EXERCISE GOAL: Report every line of the records that contains the word "navy", treating uppercase and lowercase as different.

Annotation records
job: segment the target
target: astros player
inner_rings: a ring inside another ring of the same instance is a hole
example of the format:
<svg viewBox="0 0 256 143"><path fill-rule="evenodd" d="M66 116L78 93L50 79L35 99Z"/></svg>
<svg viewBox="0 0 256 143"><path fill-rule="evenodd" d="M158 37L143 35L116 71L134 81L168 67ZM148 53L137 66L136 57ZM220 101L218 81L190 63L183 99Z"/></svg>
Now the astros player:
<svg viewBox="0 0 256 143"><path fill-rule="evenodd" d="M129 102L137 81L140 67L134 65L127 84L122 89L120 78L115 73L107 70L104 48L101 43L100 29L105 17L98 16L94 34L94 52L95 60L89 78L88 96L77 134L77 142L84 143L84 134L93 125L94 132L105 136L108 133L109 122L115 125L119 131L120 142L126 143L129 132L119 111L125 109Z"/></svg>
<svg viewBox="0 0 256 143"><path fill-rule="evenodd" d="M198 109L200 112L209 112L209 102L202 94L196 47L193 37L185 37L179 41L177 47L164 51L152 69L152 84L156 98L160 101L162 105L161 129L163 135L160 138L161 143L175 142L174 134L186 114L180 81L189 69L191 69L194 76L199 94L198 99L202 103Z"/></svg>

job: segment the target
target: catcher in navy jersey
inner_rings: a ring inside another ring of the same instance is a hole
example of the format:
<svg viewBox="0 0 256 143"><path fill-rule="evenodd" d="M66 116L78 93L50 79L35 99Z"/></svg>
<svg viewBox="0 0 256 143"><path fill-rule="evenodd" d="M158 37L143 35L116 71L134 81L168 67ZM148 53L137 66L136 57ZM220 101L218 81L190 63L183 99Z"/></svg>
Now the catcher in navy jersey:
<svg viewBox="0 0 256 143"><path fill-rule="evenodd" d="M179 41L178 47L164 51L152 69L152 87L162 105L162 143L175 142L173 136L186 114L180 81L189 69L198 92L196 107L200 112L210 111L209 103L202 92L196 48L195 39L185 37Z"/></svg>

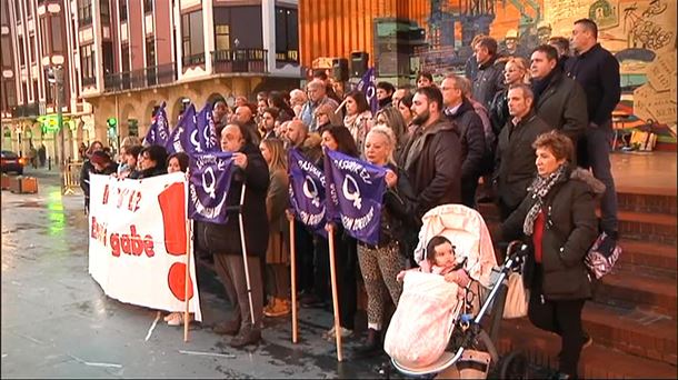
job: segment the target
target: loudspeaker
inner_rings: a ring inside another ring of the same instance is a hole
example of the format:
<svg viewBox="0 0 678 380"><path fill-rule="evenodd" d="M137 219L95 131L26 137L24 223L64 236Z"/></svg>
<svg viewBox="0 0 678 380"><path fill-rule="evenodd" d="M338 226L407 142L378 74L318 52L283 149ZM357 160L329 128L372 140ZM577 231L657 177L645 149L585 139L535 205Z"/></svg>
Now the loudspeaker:
<svg viewBox="0 0 678 380"><path fill-rule="evenodd" d="M348 80L348 59L332 59L332 77L340 82L346 82Z"/></svg>
<svg viewBox="0 0 678 380"><path fill-rule="evenodd" d="M370 54L366 51L351 52L351 76L360 78L367 71Z"/></svg>

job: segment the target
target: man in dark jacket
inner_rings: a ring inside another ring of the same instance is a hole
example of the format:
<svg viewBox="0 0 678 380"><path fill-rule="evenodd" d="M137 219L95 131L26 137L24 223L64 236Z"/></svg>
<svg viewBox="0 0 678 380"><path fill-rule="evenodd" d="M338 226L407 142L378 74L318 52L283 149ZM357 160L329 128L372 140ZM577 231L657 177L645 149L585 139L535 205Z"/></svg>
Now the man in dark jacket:
<svg viewBox="0 0 678 380"><path fill-rule="evenodd" d="M605 183L600 227L617 239L617 191L610 171L610 141L612 110L621 97L619 62L598 43L598 27L589 19L575 21L572 48L577 56L566 62L565 72L584 88L589 117L585 139L577 147L578 164L591 168L594 176Z"/></svg>
<svg viewBox="0 0 678 380"><path fill-rule="evenodd" d="M236 336L230 341L230 346L243 347L257 343L261 339L263 308L261 260L268 248L266 196L269 172L259 148L252 143L247 128L240 123L230 122L223 128L221 150L233 152L233 163L237 167L228 189L227 207L240 204L242 188L247 188L240 212L242 212L253 322L250 317L238 213L230 214L226 224L205 223L205 233L199 236L201 240L199 244L215 256L215 270L235 306L232 318L217 324L215 332Z"/></svg>
<svg viewBox="0 0 678 380"><path fill-rule="evenodd" d="M417 126L403 151L400 167L407 172L417 202L418 219L430 209L461 203L461 142L459 132L441 113L442 93L422 87L412 100L412 123Z"/></svg>
<svg viewBox="0 0 678 380"><path fill-rule="evenodd" d="M558 51L548 44L532 52L530 72L537 114L576 144L588 122L584 89L558 70Z"/></svg>
<svg viewBox="0 0 678 380"><path fill-rule="evenodd" d="M491 37L481 38L475 46L478 73L473 80L473 99L486 109L495 93L503 88L503 62L497 62L497 40Z"/></svg>
<svg viewBox="0 0 678 380"><path fill-rule="evenodd" d="M501 220L506 220L527 196L536 174L532 142L551 130L532 110L534 94L526 84L509 89L508 106L512 117L499 133L493 183Z"/></svg>
<svg viewBox="0 0 678 380"><path fill-rule="evenodd" d="M485 130L473 104L463 97L456 74L448 74L440 86L445 116L457 126L461 134L461 203L476 207L476 189L486 157Z"/></svg>

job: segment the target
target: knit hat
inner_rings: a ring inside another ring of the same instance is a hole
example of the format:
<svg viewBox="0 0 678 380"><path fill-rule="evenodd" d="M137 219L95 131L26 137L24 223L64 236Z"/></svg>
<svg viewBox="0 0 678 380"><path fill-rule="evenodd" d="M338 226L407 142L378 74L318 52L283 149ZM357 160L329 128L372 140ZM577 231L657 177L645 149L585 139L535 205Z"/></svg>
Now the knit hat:
<svg viewBox="0 0 678 380"><path fill-rule="evenodd" d="M92 153L92 157L89 159L92 163L98 164L107 164L111 162L111 158L104 151L96 151Z"/></svg>

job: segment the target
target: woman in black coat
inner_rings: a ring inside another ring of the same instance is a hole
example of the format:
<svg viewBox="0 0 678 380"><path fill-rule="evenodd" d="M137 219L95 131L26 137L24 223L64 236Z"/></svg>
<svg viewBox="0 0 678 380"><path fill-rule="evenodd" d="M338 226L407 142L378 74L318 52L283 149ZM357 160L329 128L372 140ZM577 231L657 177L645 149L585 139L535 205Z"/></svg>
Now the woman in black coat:
<svg viewBox="0 0 678 380"><path fill-rule="evenodd" d="M584 259L598 234L596 196L605 186L590 172L572 169L571 140L557 131L544 133L532 147L538 176L528 196L502 224L502 236L525 236L532 243L524 281L530 289L528 316L538 328L561 338L559 377L577 378L584 346L581 310L591 298L591 277Z"/></svg>

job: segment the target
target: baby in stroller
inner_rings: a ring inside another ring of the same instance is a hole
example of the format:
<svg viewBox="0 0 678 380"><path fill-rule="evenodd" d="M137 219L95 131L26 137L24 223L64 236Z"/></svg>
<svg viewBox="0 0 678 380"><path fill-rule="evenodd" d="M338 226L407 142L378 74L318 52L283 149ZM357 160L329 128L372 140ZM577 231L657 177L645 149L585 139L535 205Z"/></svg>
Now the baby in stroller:
<svg viewBox="0 0 678 380"><path fill-rule="evenodd" d="M398 273L398 281L402 281L408 271L429 272L440 274L448 282L455 282L459 286L457 298L462 299L466 291L465 288L470 283L471 279L468 272L463 269L467 259L457 262L455 250L457 247L443 236L435 236L426 247L426 264L419 268L403 270Z"/></svg>

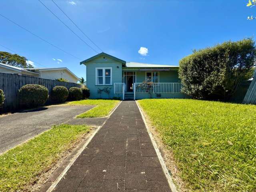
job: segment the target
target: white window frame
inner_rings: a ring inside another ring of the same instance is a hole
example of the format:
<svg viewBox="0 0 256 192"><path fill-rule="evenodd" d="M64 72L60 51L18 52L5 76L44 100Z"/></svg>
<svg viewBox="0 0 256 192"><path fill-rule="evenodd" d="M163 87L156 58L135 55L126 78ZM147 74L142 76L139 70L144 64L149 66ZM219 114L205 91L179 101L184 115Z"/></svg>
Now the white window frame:
<svg viewBox="0 0 256 192"><path fill-rule="evenodd" d="M102 84L99 84L98 83L98 69L102 70ZM105 71L106 69L110 70L110 84L106 84L105 82ZM96 67L95 68L95 84L96 85L112 85L112 67Z"/></svg>
<svg viewBox="0 0 256 192"><path fill-rule="evenodd" d="M152 81L153 82L153 81L154 80L154 72L156 72L156 73L158 73L158 79L157 80L157 82L156 82L156 83L159 83L159 82L160 81L160 71L145 71L145 80L146 81L147 80L147 73L151 73L151 77L152 77ZM154 82L154 83L155 82Z"/></svg>

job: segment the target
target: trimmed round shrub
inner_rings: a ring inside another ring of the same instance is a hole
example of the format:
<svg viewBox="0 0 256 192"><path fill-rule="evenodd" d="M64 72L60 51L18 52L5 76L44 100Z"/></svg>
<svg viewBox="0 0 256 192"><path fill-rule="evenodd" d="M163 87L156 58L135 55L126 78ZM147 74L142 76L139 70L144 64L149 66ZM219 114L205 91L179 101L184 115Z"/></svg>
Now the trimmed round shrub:
<svg viewBox="0 0 256 192"><path fill-rule="evenodd" d="M70 101L81 100L83 98L83 93L80 88L71 87L68 90L68 98Z"/></svg>
<svg viewBox="0 0 256 192"><path fill-rule="evenodd" d="M4 101L5 98L4 97L4 91L2 89L0 89L0 107L4 104Z"/></svg>
<svg viewBox="0 0 256 192"><path fill-rule="evenodd" d="M20 100L23 107L31 108L44 105L48 96L48 89L42 85L28 84L19 90Z"/></svg>
<svg viewBox="0 0 256 192"><path fill-rule="evenodd" d="M83 99L87 99L90 97L90 90L87 87L82 87L81 88L82 92L83 93Z"/></svg>
<svg viewBox="0 0 256 192"><path fill-rule="evenodd" d="M65 102L68 96L68 90L64 86L55 86L52 88L51 98L56 103Z"/></svg>

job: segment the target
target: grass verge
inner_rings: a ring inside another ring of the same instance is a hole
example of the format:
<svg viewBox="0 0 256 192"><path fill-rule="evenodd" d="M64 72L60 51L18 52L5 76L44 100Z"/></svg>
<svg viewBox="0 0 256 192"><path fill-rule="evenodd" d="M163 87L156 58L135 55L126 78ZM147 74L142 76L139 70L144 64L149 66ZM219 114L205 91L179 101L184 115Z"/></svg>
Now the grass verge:
<svg viewBox="0 0 256 192"><path fill-rule="evenodd" d="M96 107L80 114L76 117L78 118L101 117L107 116L119 101L118 100L87 99L80 101L72 101L69 102L66 104L68 105L96 105Z"/></svg>
<svg viewBox="0 0 256 192"><path fill-rule="evenodd" d="M192 99L139 103L188 191L256 191L256 106Z"/></svg>
<svg viewBox="0 0 256 192"><path fill-rule="evenodd" d="M0 191L25 190L89 130L85 125L54 126L0 156Z"/></svg>

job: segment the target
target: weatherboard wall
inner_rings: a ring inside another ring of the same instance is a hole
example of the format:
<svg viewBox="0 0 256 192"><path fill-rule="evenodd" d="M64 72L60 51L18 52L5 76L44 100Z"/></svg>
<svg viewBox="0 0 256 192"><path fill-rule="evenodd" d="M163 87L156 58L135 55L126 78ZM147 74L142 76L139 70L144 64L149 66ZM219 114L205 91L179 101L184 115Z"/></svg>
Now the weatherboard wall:
<svg viewBox="0 0 256 192"><path fill-rule="evenodd" d="M86 86L90 89L90 98L100 98L100 94L98 92L98 89L103 89L106 87L110 88L110 93L109 95L108 95L106 93L102 92L101 94L102 98L112 98L114 96L118 96L118 95L114 94L114 84L115 83L122 82L122 64L121 62L106 56L102 56L86 63ZM105 67L112 68L112 84L111 85L97 85L96 81L96 68Z"/></svg>

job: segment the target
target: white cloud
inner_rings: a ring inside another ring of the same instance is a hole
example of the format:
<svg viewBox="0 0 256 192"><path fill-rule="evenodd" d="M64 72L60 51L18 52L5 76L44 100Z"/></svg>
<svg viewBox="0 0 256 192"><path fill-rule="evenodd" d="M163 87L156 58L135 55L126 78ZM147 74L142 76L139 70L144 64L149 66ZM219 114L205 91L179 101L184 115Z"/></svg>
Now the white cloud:
<svg viewBox="0 0 256 192"><path fill-rule="evenodd" d="M28 65L31 65L33 67L35 66L35 64L34 64L34 62L32 61L30 61L29 60L28 60L27 61L26 61L26 62Z"/></svg>
<svg viewBox="0 0 256 192"><path fill-rule="evenodd" d="M74 1L68 1L68 3L71 4L72 5L76 5L76 3L74 2Z"/></svg>
<svg viewBox="0 0 256 192"><path fill-rule="evenodd" d="M143 56L146 56L148 53L148 49L146 47L140 47L140 50L138 51L138 52Z"/></svg>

ANSWER FOR THIS EXERCISE:
target: catcher in navy jersey
Now the catcher in navy jersey:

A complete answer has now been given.